▸ **Exercise aim**
Could you transcribe the material below exactly, without leaving out a single line?

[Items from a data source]

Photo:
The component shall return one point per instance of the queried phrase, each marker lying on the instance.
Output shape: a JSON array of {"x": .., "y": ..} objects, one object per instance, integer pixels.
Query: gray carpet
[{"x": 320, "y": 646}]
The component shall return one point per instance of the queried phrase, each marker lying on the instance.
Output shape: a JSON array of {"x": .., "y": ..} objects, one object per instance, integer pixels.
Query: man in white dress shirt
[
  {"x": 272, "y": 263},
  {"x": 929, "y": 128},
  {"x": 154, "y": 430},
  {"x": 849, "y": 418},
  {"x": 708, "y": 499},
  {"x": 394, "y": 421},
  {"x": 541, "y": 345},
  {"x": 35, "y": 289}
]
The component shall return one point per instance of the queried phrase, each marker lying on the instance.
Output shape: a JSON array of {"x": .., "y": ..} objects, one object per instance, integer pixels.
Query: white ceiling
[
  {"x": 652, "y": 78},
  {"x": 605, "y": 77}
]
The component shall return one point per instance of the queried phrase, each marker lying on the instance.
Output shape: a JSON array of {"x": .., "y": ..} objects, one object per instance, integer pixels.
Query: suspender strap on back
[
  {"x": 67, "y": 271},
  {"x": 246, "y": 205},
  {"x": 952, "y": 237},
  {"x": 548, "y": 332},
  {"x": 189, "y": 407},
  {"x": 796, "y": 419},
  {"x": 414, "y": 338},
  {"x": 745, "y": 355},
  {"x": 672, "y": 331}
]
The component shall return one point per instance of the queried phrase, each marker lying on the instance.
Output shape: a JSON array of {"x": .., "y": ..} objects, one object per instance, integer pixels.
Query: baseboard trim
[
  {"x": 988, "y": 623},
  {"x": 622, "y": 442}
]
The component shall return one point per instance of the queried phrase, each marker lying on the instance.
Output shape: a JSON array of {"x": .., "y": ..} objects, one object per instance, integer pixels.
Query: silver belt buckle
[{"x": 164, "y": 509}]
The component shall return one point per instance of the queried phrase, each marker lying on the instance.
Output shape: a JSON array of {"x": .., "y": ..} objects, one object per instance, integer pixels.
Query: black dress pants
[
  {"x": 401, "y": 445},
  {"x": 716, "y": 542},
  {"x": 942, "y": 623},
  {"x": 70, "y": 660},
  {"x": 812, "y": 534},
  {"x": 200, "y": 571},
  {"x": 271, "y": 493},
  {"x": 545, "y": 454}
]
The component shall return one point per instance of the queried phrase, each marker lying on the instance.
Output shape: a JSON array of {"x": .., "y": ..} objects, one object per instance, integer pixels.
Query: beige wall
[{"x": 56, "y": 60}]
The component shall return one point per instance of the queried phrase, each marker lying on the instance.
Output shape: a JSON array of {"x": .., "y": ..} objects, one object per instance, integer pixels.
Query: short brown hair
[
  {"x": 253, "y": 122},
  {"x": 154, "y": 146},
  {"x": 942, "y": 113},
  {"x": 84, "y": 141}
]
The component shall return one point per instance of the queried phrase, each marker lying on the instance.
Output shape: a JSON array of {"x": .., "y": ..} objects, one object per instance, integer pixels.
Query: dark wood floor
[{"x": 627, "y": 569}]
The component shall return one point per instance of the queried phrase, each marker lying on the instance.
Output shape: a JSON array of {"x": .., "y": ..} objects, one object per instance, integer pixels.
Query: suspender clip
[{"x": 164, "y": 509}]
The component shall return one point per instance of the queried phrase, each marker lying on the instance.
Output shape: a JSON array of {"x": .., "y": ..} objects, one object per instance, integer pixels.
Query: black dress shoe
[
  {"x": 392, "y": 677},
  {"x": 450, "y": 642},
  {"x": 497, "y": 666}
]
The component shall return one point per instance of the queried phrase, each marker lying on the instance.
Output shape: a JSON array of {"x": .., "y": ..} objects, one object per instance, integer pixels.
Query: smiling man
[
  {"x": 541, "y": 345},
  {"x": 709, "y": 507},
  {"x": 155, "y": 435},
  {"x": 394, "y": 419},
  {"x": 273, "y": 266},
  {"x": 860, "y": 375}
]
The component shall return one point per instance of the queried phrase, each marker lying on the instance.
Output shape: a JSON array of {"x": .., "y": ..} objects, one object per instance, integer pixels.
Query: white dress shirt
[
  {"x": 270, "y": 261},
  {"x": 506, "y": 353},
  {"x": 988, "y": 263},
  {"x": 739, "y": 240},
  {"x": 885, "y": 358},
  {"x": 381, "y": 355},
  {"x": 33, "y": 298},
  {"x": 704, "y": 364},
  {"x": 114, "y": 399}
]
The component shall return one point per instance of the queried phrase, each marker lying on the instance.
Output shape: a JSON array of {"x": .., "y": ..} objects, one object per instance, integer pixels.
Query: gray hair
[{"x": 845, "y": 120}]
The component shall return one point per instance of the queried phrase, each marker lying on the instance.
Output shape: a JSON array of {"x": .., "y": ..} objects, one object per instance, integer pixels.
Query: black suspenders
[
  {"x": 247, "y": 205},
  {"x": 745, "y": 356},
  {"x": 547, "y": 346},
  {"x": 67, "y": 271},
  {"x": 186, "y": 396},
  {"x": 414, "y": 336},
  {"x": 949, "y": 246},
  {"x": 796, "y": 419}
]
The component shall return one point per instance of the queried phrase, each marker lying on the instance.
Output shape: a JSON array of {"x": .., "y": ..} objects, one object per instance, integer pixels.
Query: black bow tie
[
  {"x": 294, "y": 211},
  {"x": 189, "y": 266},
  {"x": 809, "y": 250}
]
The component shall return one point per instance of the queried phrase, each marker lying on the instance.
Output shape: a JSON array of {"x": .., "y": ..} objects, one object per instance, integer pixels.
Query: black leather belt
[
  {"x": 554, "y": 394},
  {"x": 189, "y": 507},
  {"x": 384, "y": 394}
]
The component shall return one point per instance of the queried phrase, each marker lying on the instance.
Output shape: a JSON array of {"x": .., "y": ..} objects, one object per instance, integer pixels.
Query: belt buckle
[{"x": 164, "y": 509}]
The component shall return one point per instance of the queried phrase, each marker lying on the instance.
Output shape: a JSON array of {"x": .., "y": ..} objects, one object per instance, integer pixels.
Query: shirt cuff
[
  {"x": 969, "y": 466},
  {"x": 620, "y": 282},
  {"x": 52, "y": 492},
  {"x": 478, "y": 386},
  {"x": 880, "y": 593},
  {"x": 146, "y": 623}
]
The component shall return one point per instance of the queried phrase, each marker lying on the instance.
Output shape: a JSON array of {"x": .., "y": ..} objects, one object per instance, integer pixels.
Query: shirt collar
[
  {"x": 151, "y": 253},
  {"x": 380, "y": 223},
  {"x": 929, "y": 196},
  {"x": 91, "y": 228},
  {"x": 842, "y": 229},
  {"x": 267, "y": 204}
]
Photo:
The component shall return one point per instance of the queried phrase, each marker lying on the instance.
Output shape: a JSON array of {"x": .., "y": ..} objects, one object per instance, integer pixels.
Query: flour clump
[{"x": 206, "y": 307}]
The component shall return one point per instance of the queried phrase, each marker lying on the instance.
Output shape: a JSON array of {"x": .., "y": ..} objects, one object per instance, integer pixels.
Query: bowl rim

▸ **Answer to the task**
Photo:
The component shall return one point per instance of the queried phrase, each marker lying on the instance.
Output shape: a JSON array of {"x": .., "y": ..} objects, one object per instance, integer pixels.
Query: gray carpet
[{"x": 320, "y": 646}]
The component shall return one point per instance of the queried phrase, each marker lying on the instance.
Output shape: a JSON array of {"x": .., "y": ..} objects, one object per instance, integer pixels.
Query: man in white dress shirt
[
  {"x": 272, "y": 263},
  {"x": 929, "y": 128},
  {"x": 154, "y": 430},
  {"x": 849, "y": 418},
  {"x": 708, "y": 499},
  {"x": 394, "y": 421},
  {"x": 541, "y": 345},
  {"x": 35, "y": 289}
]
The component shall return one point per instance of the queried phrase, each marker lying on the instance.
Output shape: a JSON array of {"x": .., "y": ..} objects, one object per instance, integer pixels.
Query: white ceiling
[
  {"x": 652, "y": 78},
  {"x": 605, "y": 77}
]
The component shall return one point per instance of the queried phrase, each marker lying on the instance.
Output shape: a JSON array of {"x": .., "y": ..} objects, one object per instance, integer pixels.
Query: suspender strap on back
[
  {"x": 67, "y": 271},
  {"x": 246, "y": 205},
  {"x": 952, "y": 237},
  {"x": 548, "y": 332},
  {"x": 189, "y": 407},
  {"x": 796, "y": 419},
  {"x": 414, "y": 338},
  {"x": 745, "y": 355},
  {"x": 672, "y": 331}
]
The component shall return one point per instance of the queried phrase, each marker lying on the instance.
Output shape: a JSON array of {"x": .., "y": ..} objects, one object per instance, integer pixels.
Query: baseboard trim
[
  {"x": 988, "y": 623},
  {"x": 622, "y": 442}
]
The component shall return one point per instance of the queried phrase, each marker lying on the instance.
Output shape: a JSON array of {"x": .., "y": ..} objects, one object per instance, integer pixels.
Query: silver belt buckle
[{"x": 164, "y": 509}]
The component shall return one point per instance of the queried phrase, each marker lying on the instance.
Output shape: a JSON array of {"x": .., "y": ..} objects, one object per instance, integer pixels.
Query: black dress pants
[
  {"x": 401, "y": 445},
  {"x": 716, "y": 542},
  {"x": 942, "y": 623},
  {"x": 70, "y": 660},
  {"x": 812, "y": 534},
  {"x": 200, "y": 571},
  {"x": 271, "y": 493},
  {"x": 545, "y": 454}
]
The component shall return one point per instance of the queried phrase, each marker lying on the instance.
Output shape: a JSON array of {"x": .., "y": ..} objects, one object per instance, integer pixels.
Query: beige wall
[{"x": 56, "y": 60}]
The component shall return one point per instance of the queried phrase, each marker lying on the instance.
Output shape: a JSON array of {"x": .., "y": ..} objects, one object per instance, integer pixels.
Query: short brown hair
[
  {"x": 253, "y": 122},
  {"x": 154, "y": 146},
  {"x": 942, "y": 113},
  {"x": 84, "y": 141}
]
The component shall return one point per instance of the queried phrase, each marker lying on the instance.
Output shape: a JSON array of {"x": .., "y": ..} objects, one object per instance, integer pixels.
Query: dark wood floor
[{"x": 627, "y": 569}]
The component shall return one point per instance of the queried phrase, each marker lying on the instance.
Output shape: a JSON array of {"x": .., "y": ..} objects, one object per instance, integer pixels.
Query: suspender clip
[{"x": 164, "y": 509}]
The component shall return one point per instance of the queried phrase, each marker lying on the instance.
Output shape: a JSON array of {"x": .., "y": ..} objects, one object per instance, integer pixels.
Query: black dress shoe
[
  {"x": 392, "y": 677},
  {"x": 450, "y": 642},
  {"x": 497, "y": 666}
]
The component shall return one point per instance of the queried phrase, each marker lying on the instance.
Output shape: a JSON array of {"x": .., "y": ..} objects, one object per instance, integer pixels.
Query: smiling man
[
  {"x": 541, "y": 345},
  {"x": 709, "y": 507},
  {"x": 155, "y": 435},
  {"x": 394, "y": 419},
  {"x": 273, "y": 266},
  {"x": 860, "y": 375}
]
The component shall return one point per instance of the queried phrase, each marker lying on the instance.
Output shape: a JSON array of {"x": .., "y": ..} objects, one object per instance, integer pixels.
Query: white dress shirt
[
  {"x": 270, "y": 261},
  {"x": 506, "y": 353},
  {"x": 988, "y": 263},
  {"x": 739, "y": 240},
  {"x": 885, "y": 358},
  {"x": 381, "y": 355},
  {"x": 33, "y": 298},
  {"x": 704, "y": 364},
  {"x": 114, "y": 399}
]
The component shall return one point per instance of the queried phrase, each marker lying on the instance.
Output shape: a JSON array of {"x": .., "y": ..} objects, one object per instance, integer pixels.
Query: gray hair
[{"x": 845, "y": 120}]
The component shall return one point per instance of the queried phrase, each marker lying on the instance.
Output shape: a JSON array of {"x": .., "y": ..} objects, one object per instance, integer pixels.
Query: black suspenders
[
  {"x": 247, "y": 205},
  {"x": 745, "y": 356},
  {"x": 547, "y": 346},
  {"x": 67, "y": 271},
  {"x": 186, "y": 396},
  {"x": 414, "y": 336},
  {"x": 949, "y": 246},
  {"x": 796, "y": 419}
]
The component shall return one point per instance of the queried phrase, each marker lying on the instance.
Output shape: a JSON array of {"x": .., "y": ..} objects, one object per instance, integer pixels.
Query: black bow tie
[
  {"x": 294, "y": 211},
  {"x": 189, "y": 266},
  {"x": 809, "y": 250}
]
The component shall return one point per instance of the queried phrase, each marker lying on the instance.
Output shape: a JSON array of {"x": .., "y": ..} objects, one object per instance, integer pixels.
Query: black leather belt
[
  {"x": 554, "y": 394},
  {"x": 189, "y": 507},
  {"x": 384, "y": 394}
]
The component shall return one point per instance of the queried phrase, each marker lying on the instance.
Output shape: a JSON array of {"x": .., "y": ..} objects, one object per instance, integer pixels.
Query: belt buckle
[{"x": 164, "y": 509}]
The component shall return one point per instance of the queried phrase, each marker lying on the instance.
Output shape: a JSON array of {"x": .., "y": ..} objects, one object per instance, integer pixels.
Query: shirt cuff
[
  {"x": 969, "y": 466},
  {"x": 620, "y": 282},
  {"x": 52, "y": 492},
  {"x": 478, "y": 386},
  {"x": 880, "y": 593},
  {"x": 146, "y": 623}
]
The component shall return one point per instance of the queried phrase, each marker lying on the instance.
Output shape: a JSON array of {"x": .., "y": ..} objects, one object per instance, integer pixels.
Query: shirt collar
[
  {"x": 151, "y": 253},
  {"x": 380, "y": 223},
  {"x": 929, "y": 196},
  {"x": 91, "y": 228},
  {"x": 842, "y": 229},
  {"x": 267, "y": 204}
]
Photo:
The component shall return one point per instance of the queried phrase, each marker lying on the instance.
Output shape: a JSON array of {"x": .., "y": ..} objects, one object per instance, integer pixels.
Query: flour clump
[{"x": 206, "y": 307}]
The component shall return one point per instance of the queried phrase, each marker lying on the instance.
Output shape: a JSON array of {"x": .., "y": ..} objects, one object per instance, integer pixels.
Query: bowl rim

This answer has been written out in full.